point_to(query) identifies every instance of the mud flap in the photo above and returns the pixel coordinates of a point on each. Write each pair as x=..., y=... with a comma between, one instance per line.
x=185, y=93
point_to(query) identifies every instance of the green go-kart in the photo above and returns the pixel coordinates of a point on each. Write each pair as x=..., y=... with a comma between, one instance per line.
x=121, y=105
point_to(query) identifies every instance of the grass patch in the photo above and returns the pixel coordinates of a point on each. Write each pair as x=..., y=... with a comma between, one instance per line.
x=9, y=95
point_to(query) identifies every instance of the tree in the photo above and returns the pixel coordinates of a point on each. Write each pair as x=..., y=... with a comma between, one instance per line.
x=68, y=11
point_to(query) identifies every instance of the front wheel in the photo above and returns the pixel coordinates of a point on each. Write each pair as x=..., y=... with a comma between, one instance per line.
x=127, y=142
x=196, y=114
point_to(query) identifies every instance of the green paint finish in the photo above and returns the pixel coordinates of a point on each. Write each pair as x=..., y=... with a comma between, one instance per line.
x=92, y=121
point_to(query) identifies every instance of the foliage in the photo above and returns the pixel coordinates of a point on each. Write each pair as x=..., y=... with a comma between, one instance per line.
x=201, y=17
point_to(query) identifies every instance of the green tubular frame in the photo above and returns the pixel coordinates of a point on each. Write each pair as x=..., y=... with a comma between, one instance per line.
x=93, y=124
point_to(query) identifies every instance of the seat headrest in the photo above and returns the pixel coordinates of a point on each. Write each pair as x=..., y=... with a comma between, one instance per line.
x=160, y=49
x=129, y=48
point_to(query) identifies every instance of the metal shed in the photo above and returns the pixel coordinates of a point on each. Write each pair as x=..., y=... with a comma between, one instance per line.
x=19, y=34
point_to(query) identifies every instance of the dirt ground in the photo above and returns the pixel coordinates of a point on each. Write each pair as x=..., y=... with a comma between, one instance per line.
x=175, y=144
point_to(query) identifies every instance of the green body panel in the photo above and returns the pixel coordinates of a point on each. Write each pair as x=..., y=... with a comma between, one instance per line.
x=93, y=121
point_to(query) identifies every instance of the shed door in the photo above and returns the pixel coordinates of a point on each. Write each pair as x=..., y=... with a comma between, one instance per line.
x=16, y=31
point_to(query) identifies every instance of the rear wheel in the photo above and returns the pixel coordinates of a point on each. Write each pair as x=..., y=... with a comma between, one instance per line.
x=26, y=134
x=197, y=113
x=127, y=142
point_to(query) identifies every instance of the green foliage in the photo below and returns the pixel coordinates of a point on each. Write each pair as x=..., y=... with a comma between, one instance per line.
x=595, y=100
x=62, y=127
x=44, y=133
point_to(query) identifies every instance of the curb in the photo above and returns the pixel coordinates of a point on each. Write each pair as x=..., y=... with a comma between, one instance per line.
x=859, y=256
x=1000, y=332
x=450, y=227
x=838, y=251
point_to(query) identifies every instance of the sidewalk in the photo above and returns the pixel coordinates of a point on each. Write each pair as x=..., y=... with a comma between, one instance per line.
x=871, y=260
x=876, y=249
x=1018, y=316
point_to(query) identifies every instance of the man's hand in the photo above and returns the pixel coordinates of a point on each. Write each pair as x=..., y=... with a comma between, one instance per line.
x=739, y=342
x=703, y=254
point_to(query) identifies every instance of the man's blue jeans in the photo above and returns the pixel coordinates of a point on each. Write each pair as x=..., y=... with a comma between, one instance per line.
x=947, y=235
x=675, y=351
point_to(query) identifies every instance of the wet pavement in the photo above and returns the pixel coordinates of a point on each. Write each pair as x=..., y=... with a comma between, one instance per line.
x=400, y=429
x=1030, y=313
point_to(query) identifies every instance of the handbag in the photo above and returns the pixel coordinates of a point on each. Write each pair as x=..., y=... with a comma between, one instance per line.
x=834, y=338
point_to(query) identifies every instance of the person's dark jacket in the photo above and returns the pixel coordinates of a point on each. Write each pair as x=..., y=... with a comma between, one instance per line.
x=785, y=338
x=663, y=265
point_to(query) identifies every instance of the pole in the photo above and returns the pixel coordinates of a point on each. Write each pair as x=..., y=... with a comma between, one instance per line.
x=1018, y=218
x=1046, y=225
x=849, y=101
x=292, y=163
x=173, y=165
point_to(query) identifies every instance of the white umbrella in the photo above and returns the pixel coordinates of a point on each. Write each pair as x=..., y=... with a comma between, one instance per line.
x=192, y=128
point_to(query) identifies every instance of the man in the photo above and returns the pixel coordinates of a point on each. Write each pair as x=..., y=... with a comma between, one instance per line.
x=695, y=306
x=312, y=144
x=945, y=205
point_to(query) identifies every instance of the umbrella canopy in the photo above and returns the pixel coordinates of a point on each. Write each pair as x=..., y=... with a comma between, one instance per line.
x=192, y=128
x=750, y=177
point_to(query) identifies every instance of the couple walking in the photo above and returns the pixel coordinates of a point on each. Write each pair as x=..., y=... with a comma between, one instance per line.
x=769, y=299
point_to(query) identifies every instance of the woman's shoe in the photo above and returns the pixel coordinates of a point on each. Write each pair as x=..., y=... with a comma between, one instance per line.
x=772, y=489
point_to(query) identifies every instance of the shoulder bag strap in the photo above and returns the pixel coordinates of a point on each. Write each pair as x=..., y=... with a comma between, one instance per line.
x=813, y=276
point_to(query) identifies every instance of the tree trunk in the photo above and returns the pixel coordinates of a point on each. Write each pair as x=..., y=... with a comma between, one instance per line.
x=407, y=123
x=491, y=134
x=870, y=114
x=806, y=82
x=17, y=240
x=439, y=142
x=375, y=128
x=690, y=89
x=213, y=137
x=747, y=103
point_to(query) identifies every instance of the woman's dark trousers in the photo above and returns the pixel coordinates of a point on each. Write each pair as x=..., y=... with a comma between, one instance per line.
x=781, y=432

◆ ◆ ◆ ◆ ◆ ◆ ◆

GIVEN PROBLEM: Write the records above as a two-column CSV with the headers record_text and answer, giving each record one row. Put the record's text and its answer each in a single quoted field, with line breaks replaced by spaces.

SOLUTION FOR THIS EXERCISE:
record_text,answer
"point_to(query) identifies every instance of the mud flap in the photo above and returns the pixel coordinates of a point on each. Write each pair as x=..., y=... with a comma between, one instance per line.","x=185, y=93"
"point_to(query) identifies every instance of the green go-kart in the photo above and returns the pixel coordinates of a point on each. Write each pair as x=..., y=... with a comma between, one instance per line.","x=121, y=105"
"point_to(query) identifies every instance of the grass patch in the photo above and returns the pixel coordinates of a point on each. Write each pair as x=..., y=... with a comma between, one instance per line.","x=9, y=95"
"point_to(query) identifies every instance of the tree in the photo above and returns the pixel coordinates of a point on each. Write each pair as x=..., y=... with a comma between, one instance per line.","x=68, y=11"
"point_to(query) identifies every instance of the front wheel in the photo above and returns the pixel coordinates of a point on each. Write each pair as x=..., y=... with a comma between, one instance per line.","x=127, y=142 x=196, y=114"
"point_to(query) identifies every instance of the green paint finish in the photo above and returns the pixel coordinates of a point on each. Write each pair as x=..., y=... with a comma between, one instance per line.","x=92, y=121"
"point_to(query) identifies every instance of the foliage in the photo above and returns the pixel coordinates of a point on each. Write each pair as x=..., y=... with a comma between, one instance per line.","x=201, y=17"
"point_to(query) identifies every instance of the green tubular frame in the photo above and returns the pixel coordinates of a point on each. Write each pair as x=..., y=... with a comma between, one instance per line.","x=93, y=124"
"point_to(query) identifies every instance of the seat headrest in the photo above and returns the pixel coordinates of a point on each. Write each pair as x=..., y=... with a comma between, one instance per line.","x=160, y=49 x=129, y=48"
"point_to(query) identifies every instance of the metal shed in the photo above and returns the pixel coordinates of a point on each. Write each pair as x=..., y=... with a comma between, one instance per line.","x=19, y=34"
"point_to(query) identifies every instance of the dirt ground in the photo above and returns the pixel coordinates of a point on each. Write each pair as x=..., y=... with a comma between, one instance per line.","x=175, y=144"
"point_to(query) identifies every instance of the green body panel in the photo above and returns the pixel coordinates of a point on each. Write each pair as x=..., y=... with a comma between, one instance per line.","x=93, y=121"
"point_to(query) identifies every instance of the shed door in the photo above and returns the pixel coordinates of a point on each. Write each pair as x=..., y=... with a comma between, one instance per line.","x=16, y=31"
"point_to(query) identifies every instance of the rear wheel in the photo above and returns the pixel coordinates of a point on each. Write each pair as x=..., y=... with a comma between, one instance per line.","x=26, y=134 x=197, y=113 x=127, y=142"
"point_to(query) identifies every instance of the green foliage in the photo below and returns the pixel coordinates of a point on each. Write each pair as x=..., y=... with a comma between, one instance per line.","x=595, y=100 x=62, y=127 x=44, y=133"
"point_to(query) identifies every instance of the curb in the photo above and returns the pixel coordinates of a point on each. Write each pair as x=..., y=... with a comma between, one instance per line.","x=859, y=256 x=1000, y=332 x=450, y=227 x=838, y=251"
"point_to(query) identifies every instance of the sidewalk in the photo above and returns the pixel coordinates of a point on each. Write each pair as x=..., y=... with a comma between, one instance per line.","x=871, y=260 x=876, y=249 x=1018, y=316"
"point_to(query) identifies every instance of the man's hand in the photo above and returns the pixel coordinates of a point on each. Write each pair as x=..., y=... with a comma between, one instance per line.","x=739, y=342 x=703, y=254"
"point_to(query) identifies every instance of the man's blue jeans in the photo above and returns the pixel coordinates of a point on each. Write each pair as x=..., y=... with a comma between, one instance per line.","x=947, y=235 x=675, y=351"
"point_to(query) identifies every instance of the wet pavement in the photo above and returns the pixel coordinates of a point on each. Write each pair as x=..., y=... with a comma between, one instance per line.","x=400, y=429 x=1030, y=313"
"point_to(query) identifies every instance of the handbag in the photo above and returns the pixel coordinates of a point on each. Write each pair as x=..., y=... with a comma between, one instance per line.","x=834, y=338"
"point_to(query) identifies every instance of the person's dark jacket in the photo above and returns the pixel coordinates of a point on each. Write each pair as x=..., y=... with a comma between, one instance per line.","x=785, y=338 x=663, y=265"
"point_to(query) identifies every instance of the pole in the photo above and returns the pixel coordinates of a point on each. Write each pair as x=..., y=... with a comma between, one instance per line.","x=1018, y=218 x=1046, y=225 x=849, y=101 x=292, y=163 x=173, y=165"
"point_to(query) identifies every instance of the white umbrella in the photo above and returns the pixel coordinates of a point on each. Write each pair as x=..., y=... with a comma between, one instance per line.","x=192, y=128"
"point_to(query) identifies every instance of the man in the photo above and returns the pixel coordinates of a point on each. Write each pair as x=..., y=... with a comma between, one instance per line.","x=695, y=306 x=312, y=144 x=945, y=205"
"point_to(query) identifies every instance of the umbrella canopy in the photo above and returns the pixel coordinates of a point on each. Write each pair as x=..., y=... with a comma between, one instance per line.","x=192, y=128 x=750, y=177"
"point_to(query) identifies every instance of the couple walking in the photo above and returns the pixel coordinates of a point on each. Write each pair as x=..., y=... with a comma between, one instance per line.","x=769, y=299"
"point_to(query) identifies every instance of the woman's shoe in the photo above and returns the pixel coordinates of a point on each. Write each pair as x=..., y=... with a comma between, one instance per line.","x=772, y=489"
"point_to(query) identifies every instance of the shoulder bag strap in the photo above and returns the pixel coordinates of a point on each. Write each pair as x=..., y=... with a comma between, one instance per line.","x=813, y=276"
"point_to(query) identifies every instance of the tree trunk in the photo above and returns the pixel coordinates of a point on each. Write each pair as x=..., y=... with a comma between, one instance per line.","x=407, y=123 x=491, y=134 x=870, y=114 x=806, y=82 x=17, y=240 x=439, y=142 x=375, y=128 x=690, y=89 x=213, y=137 x=747, y=103"
"point_to(query) identifies every instance of the woman's dark trousers in the photo above and returns the pixel coordinates of a point on each. Write each pair as x=..., y=... with a comma between, one instance per line.","x=781, y=432"